Collected data entries
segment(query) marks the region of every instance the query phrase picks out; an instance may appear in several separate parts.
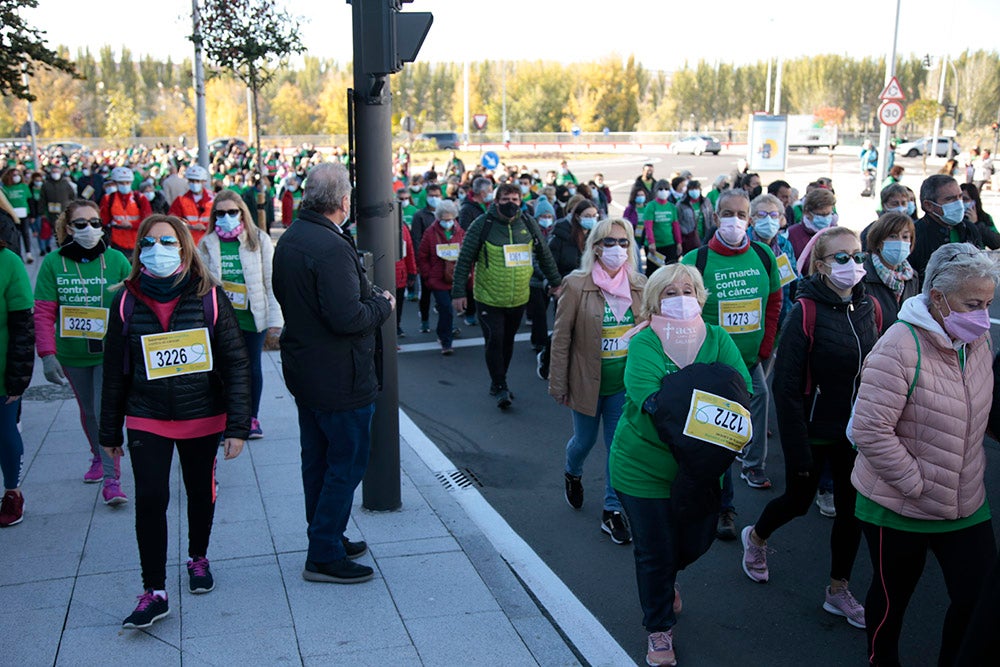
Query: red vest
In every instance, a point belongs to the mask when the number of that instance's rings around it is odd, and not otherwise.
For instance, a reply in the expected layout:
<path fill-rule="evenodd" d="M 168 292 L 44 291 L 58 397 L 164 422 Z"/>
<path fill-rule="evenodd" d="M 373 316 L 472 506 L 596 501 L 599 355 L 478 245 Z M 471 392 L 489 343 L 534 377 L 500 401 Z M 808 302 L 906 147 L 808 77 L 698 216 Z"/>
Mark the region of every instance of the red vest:
<path fill-rule="evenodd" d="M 135 248 L 135 239 L 139 231 L 140 222 L 142 222 L 142 215 L 139 211 L 139 205 L 135 203 L 135 197 L 132 194 L 121 195 L 115 193 L 111 195 L 111 224 L 132 225 L 132 229 L 116 229 L 112 227 L 112 245 L 126 250 Z"/>
<path fill-rule="evenodd" d="M 194 195 L 191 192 L 185 192 L 180 197 L 174 200 L 174 203 L 170 205 L 170 215 L 176 215 L 178 218 L 183 220 L 188 224 L 188 228 L 192 225 L 204 225 L 205 229 L 191 229 L 191 236 L 194 238 L 194 244 L 198 245 L 201 241 L 201 237 L 205 235 L 205 230 L 208 229 L 208 221 L 212 213 L 212 195 L 208 191 L 202 191 L 201 201 L 195 201 Z"/>

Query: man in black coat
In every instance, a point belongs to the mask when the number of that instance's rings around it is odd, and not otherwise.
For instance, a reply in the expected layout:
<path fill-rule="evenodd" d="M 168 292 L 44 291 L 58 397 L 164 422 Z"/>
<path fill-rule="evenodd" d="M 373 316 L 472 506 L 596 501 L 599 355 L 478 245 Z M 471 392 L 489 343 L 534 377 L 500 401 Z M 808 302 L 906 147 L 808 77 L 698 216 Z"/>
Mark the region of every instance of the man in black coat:
<path fill-rule="evenodd" d="M 355 563 L 364 542 L 344 536 L 354 491 L 368 467 L 375 396 L 376 333 L 393 295 L 375 288 L 358 259 L 348 217 L 351 185 L 343 165 L 309 171 L 299 217 L 274 252 L 274 295 L 285 316 L 281 363 L 295 397 L 309 550 L 307 581 L 355 583 L 373 571 Z"/>
<path fill-rule="evenodd" d="M 928 176 L 920 184 L 920 207 L 924 217 L 913 223 L 916 238 L 909 260 L 922 283 L 927 261 L 935 250 L 945 243 L 971 243 L 982 248 L 983 239 L 976 225 L 966 219 L 962 190 L 951 176 Z"/>

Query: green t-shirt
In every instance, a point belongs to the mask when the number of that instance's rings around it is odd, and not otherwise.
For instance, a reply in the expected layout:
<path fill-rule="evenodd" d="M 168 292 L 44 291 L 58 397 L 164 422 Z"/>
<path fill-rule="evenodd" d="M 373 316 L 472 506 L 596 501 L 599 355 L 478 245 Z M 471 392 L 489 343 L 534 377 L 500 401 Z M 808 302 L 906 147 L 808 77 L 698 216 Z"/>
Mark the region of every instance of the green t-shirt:
<path fill-rule="evenodd" d="M 752 248 L 738 255 L 722 255 L 709 250 L 704 274 L 708 299 L 701 311 L 705 322 L 729 332 L 747 368 L 759 361 L 767 299 L 781 291 L 781 275 L 774 253 L 763 243 L 753 243 L 767 251 L 771 273 L 764 270 L 760 257 Z M 695 266 L 697 255 L 698 251 L 692 250 L 681 258 L 681 263 Z"/>
<path fill-rule="evenodd" d="M 705 325 L 705 342 L 694 363 L 729 364 L 740 372 L 750 391 L 753 383 L 740 351 L 721 328 Z M 663 352 L 663 344 L 649 327 L 629 341 L 625 363 L 625 407 L 614 441 L 608 466 L 611 485 L 637 498 L 669 498 L 670 485 L 677 475 L 677 462 L 670 448 L 660 440 L 653 418 L 642 411 L 646 399 L 660 390 L 660 383 L 677 365 Z"/>
<path fill-rule="evenodd" d="M 979 509 L 961 519 L 914 519 L 882 507 L 874 500 L 859 493 L 858 499 L 854 503 L 854 516 L 876 526 L 905 530 L 910 533 L 950 533 L 953 530 L 962 530 L 969 526 L 975 526 L 977 523 L 989 521 L 990 503 L 989 501 L 983 502 Z"/>
<path fill-rule="evenodd" d="M 31 199 L 31 188 L 26 183 L 12 183 L 3 186 L 3 193 L 7 196 L 14 213 L 23 222 L 28 217 L 28 200 Z"/>
<path fill-rule="evenodd" d="M 604 321 L 601 324 L 601 396 L 625 391 L 625 362 L 628 348 L 620 349 L 621 337 L 635 325 L 632 309 L 621 320 L 615 318 L 608 302 L 604 302 Z"/>
<path fill-rule="evenodd" d="M 413 204 L 408 204 L 403 207 L 403 224 L 409 229 L 410 225 L 413 224 L 413 216 L 417 214 L 420 209 Z"/>
<path fill-rule="evenodd" d="M 54 253 L 53 253 L 54 254 Z M 21 258 L 9 248 L 0 250 L 0 288 L 3 289 L 3 308 L 0 308 L 0 396 L 7 396 L 4 378 L 7 374 L 7 346 L 10 332 L 7 330 L 7 314 L 12 310 L 30 310 L 35 304 L 31 298 L 31 281 L 24 270 Z"/>
<path fill-rule="evenodd" d="M 712 202 L 713 209 L 715 208 L 715 205 L 719 203 L 719 195 L 721 194 L 722 190 L 716 190 L 715 188 L 712 188 L 707 193 L 705 193 L 705 199 Z"/>
<path fill-rule="evenodd" d="M 679 238 L 674 236 L 675 220 L 677 220 L 677 207 L 668 201 L 660 203 L 654 199 L 646 204 L 646 208 L 642 210 L 642 221 L 653 223 L 653 241 L 657 248 L 665 248 L 681 242 Z M 649 239 L 646 241 L 648 242 Z"/>
<path fill-rule="evenodd" d="M 250 300 L 246 293 L 246 278 L 243 277 L 243 262 L 240 261 L 239 241 L 219 241 L 219 255 L 222 262 L 222 280 L 224 283 L 242 285 L 242 290 L 226 289 L 229 300 L 236 310 L 236 321 L 243 331 L 257 331 L 253 312 L 250 310 Z M 223 287 L 228 287 L 223 284 Z M 242 293 L 240 293 L 242 292 Z M 240 306 L 243 306 L 242 308 Z"/>
<path fill-rule="evenodd" d="M 413 188 L 410 188 L 410 198 L 410 204 L 418 211 L 427 206 L 427 190 L 424 188 L 420 188 L 419 192 L 414 192 Z M 409 225 L 410 223 L 406 224 Z"/>
<path fill-rule="evenodd" d="M 100 257 L 89 262 L 74 262 L 58 252 L 45 256 L 35 279 L 35 300 L 53 301 L 58 309 L 55 334 L 56 359 L 60 364 L 87 368 L 104 361 L 102 346 L 89 342 L 99 339 L 74 336 L 72 329 L 65 333 L 63 331 L 67 324 L 73 327 L 73 322 L 90 320 L 87 328 L 93 333 L 95 318 L 86 317 L 86 313 L 78 313 L 79 317 L 75 317 L 70 312 L 65 313 L 69 318 L 67 323 L 61 311 L 64 307 L 110 308 L 115 295 L 108 291 L 108 287 L 125 280 L 131 269 L 132 265 L 125 255 L 114 248 L 108 248 Z M 96 319 L 101 318 L 101 314 L 96 315 Z M 110 313 L 103 314 L 105 330 L 110 321 L 109 315 Z"/>

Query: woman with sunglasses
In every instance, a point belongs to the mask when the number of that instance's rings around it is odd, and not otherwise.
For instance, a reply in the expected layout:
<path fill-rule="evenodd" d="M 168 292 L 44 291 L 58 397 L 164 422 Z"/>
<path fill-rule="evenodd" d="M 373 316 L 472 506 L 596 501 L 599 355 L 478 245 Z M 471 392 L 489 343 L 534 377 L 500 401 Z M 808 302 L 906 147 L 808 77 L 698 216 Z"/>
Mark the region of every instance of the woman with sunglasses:
<path fill-rule="evenodd" d="M 121 489 L 121 466 L 98 440 L 101 417 L 104 338 L 111 301 L 108 290 L 128 275 L 128 259 L 104 241 L 101 213 L 89 199 L 69 203 L 56 219 L 59 250 L 49 253 L 35 281 L 35 335 L 45 379 L 69 381 L 80 407 L 80 423 L 90 445 L 86 484 L 103 481 L 105 505 L 128 499 Z"/>
<path fill-rule="evenodd" d="M 111 303 L 105 339 L 100 442 L 121 456 L 128 431 L 135 477 L 135 534 L 142 595 L 125 628 L 169 614 L 167 506 L 174 448 L 187 492 L 188 585 L 215 587 L 208 542 L 215 514 L 215 462 L 239 456 L 250 434 L 250 371 L 236 312 L 215 285 L 180 218 L 139 225 L 132 269 Z"/>
<path fill-rule="evenodd" d="M 750 202 L 750 225 L 747 234 L 750 240 L 766 244 L 778 261 L 778 271 L 781 275 L 781 313 L 778 315 L 780 327 L 792 309 L 792 299 L 789 295 L 791 285 L 799 278 L 799 273 L 795 269 L 795 250 L 792 248 L 792 243 L 780 234 L 781 228 L 785 226 L 784 204 L 772 194 L 758 195 Z"/>
<path fill-rule="evenodd" d="M 937 664 L 953 664 L 996 557 L 983 435 L 994 400 L 989 308 L 998 284 L 1000 269 L 985 252 L 941 246 L 922 293 L 903 303 L 865 360 L 848 435 L 874 570 L 865 600 L 870 665 L 899 664 L 903 615 L 928 552 L 949 598 Z"/>
<path fill-rule="evenodd" d="M 855 452 L 844 424 L 861 381 L 861 364 L 878 340 L 877 307 L 861 285 L 866 254 L 856 232 L 831 227 L 807 247 L 798 301 L 785 322 L 774 367 L 773 391 L 785 454 L 785 492 L 742 532 L 743 572 L 768 581 L 767 541 L 778 528 L 809 511 L 829 461 L 837 516 L 830 536 L 830 584 L 823 609 L 865 627 L 864 608 L 848 582 L 861 543 L 854 516 L 851 470 Z"/>
<path fill-rule="evenodd" d="M 556 308 L 549 362 L 549 394 L 572 410 L 573 435 L 566 443 L 566 502 L 583 506 L 583 464 L 604 422 L 611 441 L 625 404 L 628 343 L 622 335 L 636 323 L 645 277 L 637 271 L 632 225 L 622 218 L 597 223 L 587 237 L 580 268 L 564 281 Z M 611 487 L 604 457 L 601 530 L 615 544 L 632 541 L 622 504 Z"/>
<path fill-rule="evenodd" d="M 915 238 L 913 219 L 906 213 L 889 211 L 867 232 L 871 254 L 865 261 L 864 284 L 878 299 L 884 332 L 896 321 L 903 302 L 920 292 L 919 276 L 907 259 Z"/>
<path fill-rule="evenodd" d="M 271 289 L 271 237 L 257 227 L 239 194 L 221 190 L 212 202 L 208 232 L 198 244 L 209 274 L 229 296 L 250 357 L 250 439 L 264 437 L 260 397 L 264 376 L 261 354 L 268 333 L 277 336 L 285 321 Z"/>

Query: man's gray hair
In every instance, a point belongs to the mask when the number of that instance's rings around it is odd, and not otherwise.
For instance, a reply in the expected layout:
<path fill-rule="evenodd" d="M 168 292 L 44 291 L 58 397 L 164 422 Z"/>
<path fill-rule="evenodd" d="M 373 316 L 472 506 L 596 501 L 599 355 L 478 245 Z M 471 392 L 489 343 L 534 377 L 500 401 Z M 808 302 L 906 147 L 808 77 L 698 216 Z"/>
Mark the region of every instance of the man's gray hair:
<path fill-rule="evenodd" d="M 458 217 L 458 207 L 455 206 L 455 202 L 450 199 L 442 199 L 441 203 L 437 205 L 436 209 L 434 209 L 434 217 L 438 220 L 440 220 L 441 216 L 445 213 L 450 213 L 452 217 L 455 218 Z"/>
<path fill-rule="evenodd" d="M 482 197 L 487 192 L 493 189 L 493 183 L 490 179 L 483 178 L 482 176 L 477 176 L 474 181 L 472 181 L 472 194 L 477 197 Z"/>
<path fill-rule="evenodd" d="M 971 243 L 946 243 L 931 255 L 924 270 L 924 295 L 936 289 L 945 296 L 962 289 L 970 280 L 989 278 L 1000 284 L 1000 267 Z"/>
<path fill-rule="evenodd" d="M 340 202 L 351 194 L 347 168 L 339 162 L 321 162 L 306 174 L 299 208 L 329 215 L 343 210 Z"/>
<path fill-rule="evenodd" d="M 715 202 L 715 211 L 718 213 L 722 210 L 722 202 L 729 201 L 730 199 L 742 199 L 747 203 L 747 208 L 750 208 L 750 195 L 743 188 L 729 188 L 723 190 L 719 193 L 719 199 Z"/>
<path fill-rule="evenodd" d="M 722 198 L 721 196 L 719 197 Z M 764 194 L 757 195 L 757 198 L 750 202 L 750 215 L 754 215 L 760 209 L 761 204 L 771 204 L 772 206 L 778 207 L 778 212 L 781 215 L 785 214 L 785 205 L 781 203 L 781 200 L 774 195 L 765 192 Z"/>
<path fill-rule="evenodd" d="M 941 188 L 949 183 L 958 185 L 958 181 L 947 174 L 934 174 L 933 176 L 928 176 L 924 179 L 924 182 L 920 184 L 920 201 L 932 201 L 936 204 L 938 192 L 940 192 Z"/>
<path fill-rule="evenodd" d="M 885 203 L 893 197 L 902 197 L 903 199 L 909 201 L 910 191 L 901 183 L 890 183 L 882 188 L 882 192 L 879 193 L 879 196 L 882 198 L 882 206 L 885 206 Z"/>

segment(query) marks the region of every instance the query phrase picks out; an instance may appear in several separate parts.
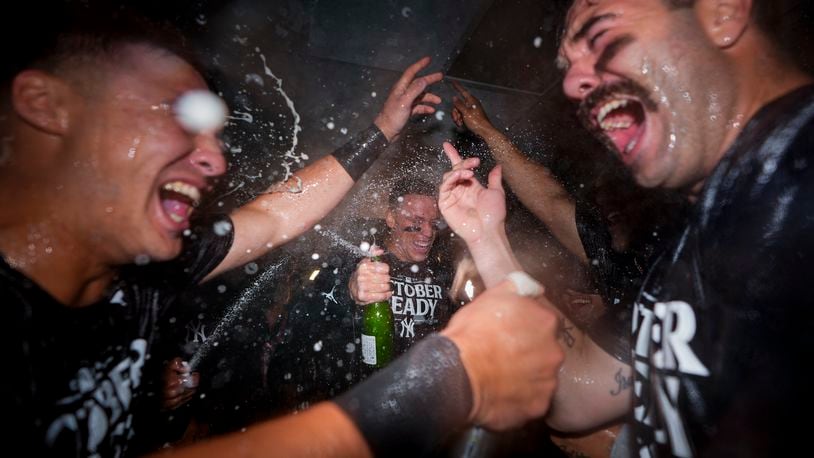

**AIM OF THE EXERCISE**
Using the data above, transcribe the lines that run from the line with "Mark the region of every instance of the man in" to the line with "Query: green t-shirt", both ends kept, and output nothing else.

**COMPLETED TASK**
Mark the region of every instance of the man in black coat:
<path fill-rule="evenodd" d="M 355 563 L 364 542 L 344 536 L 354 491 L 368 467 L 375 396 L 376 333 L 393 295 L 375 288 L 358 259 L 348 217 L 351 185 L 343 165 L 309 171 L 299 217 L 274 252 L 274 295 L 285 316 L 281 363 L 295 397 L 309 550 L 307 581 L 355 583 L 373 571 Z"/>
<path fill-rule="evenodd" d="M 928 176 L 920 184 L 920 207 L 924 217 L 913 223 L 916 238 L 909 260 L 922 283 L 927 261 L 935 250 L 945 243 L 971 243 L 982 248 L 983 239 L 976 225 L 966 219 L 962 190 L 951 176 Z"/>

Query: green t-shirt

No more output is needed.